What is being asked:
Render every line of the data exactly as written, and leave out the pictures.

--- START ---

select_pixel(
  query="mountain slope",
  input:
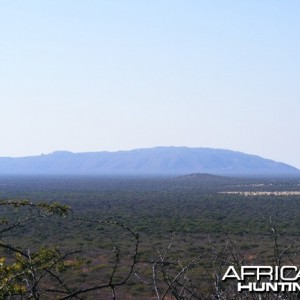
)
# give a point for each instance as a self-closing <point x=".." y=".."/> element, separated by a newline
<point x="152" y="161"/>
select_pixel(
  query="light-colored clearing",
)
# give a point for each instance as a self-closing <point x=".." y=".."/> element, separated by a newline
<point x="275" y="193"/>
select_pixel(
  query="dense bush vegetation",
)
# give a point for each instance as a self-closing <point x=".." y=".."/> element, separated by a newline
<point x="189" y="233"/>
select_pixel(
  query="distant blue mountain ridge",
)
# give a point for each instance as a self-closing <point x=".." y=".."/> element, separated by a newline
<point x="150" y="161"/>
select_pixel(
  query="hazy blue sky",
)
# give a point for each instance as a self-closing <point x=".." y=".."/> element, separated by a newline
<point x="117" y="75"/>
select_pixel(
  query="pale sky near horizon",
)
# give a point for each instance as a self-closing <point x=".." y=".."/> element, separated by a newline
<point x="116" y="75"/>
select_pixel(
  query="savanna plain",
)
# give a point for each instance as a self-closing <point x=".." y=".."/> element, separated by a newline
<point x="159" y="237"/>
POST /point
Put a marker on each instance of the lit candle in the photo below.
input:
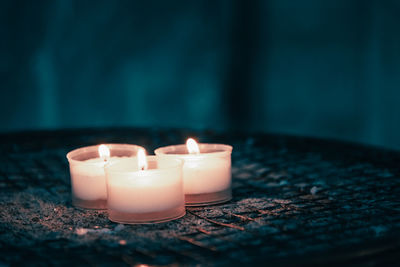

--- END ---

Response below:
select_pixel(
  query="mountain slope",
  input:
)
# give a point for each instance as a self-closing <point x=".." y=".."/> element, separated by a newline
<point x="152" y="161"/>
select_pixel(
  query="light-colored clearing",
)
# give a point for each instance as a self-closing <point x=".." y=".."/> element, separated by a newline
<point x="275" y="193"/>
select_pixel(
  query="dense bush vegetation",
)
# give a point for each instance as a self-closing <point x=".." y=".."/> element, separated by a newline
<point x="189" y="233"/>
select_pixel(
  query="distant blue mountain ridge",
)
# give a point for each instance as a self-closing <point x=".." y=".."/> element, separated by a newline
<point x="150" y="161"/>
select_pixel(
  query="hazy blue sky",
)
# give a point for each instance as a self-closing <point x=".." y=".."/> element, separated by a newline
<point x="117" y="75"/>
select_pixel(
  query="pale sky near horizon",
)
# give a point for each instance as a self-closing <point x=".." y=".."/> element, separated by a newline
<point x="116" y="75"/>
select_pixel(
  query="savanna plain",
)
# give a point for each instance as a self-closing <point x=".." y=".."/> element, separated by a newline
<point x="159" y="237"/>
POST /point
Put a marker on each instance of the lit candle in the photo below.
input:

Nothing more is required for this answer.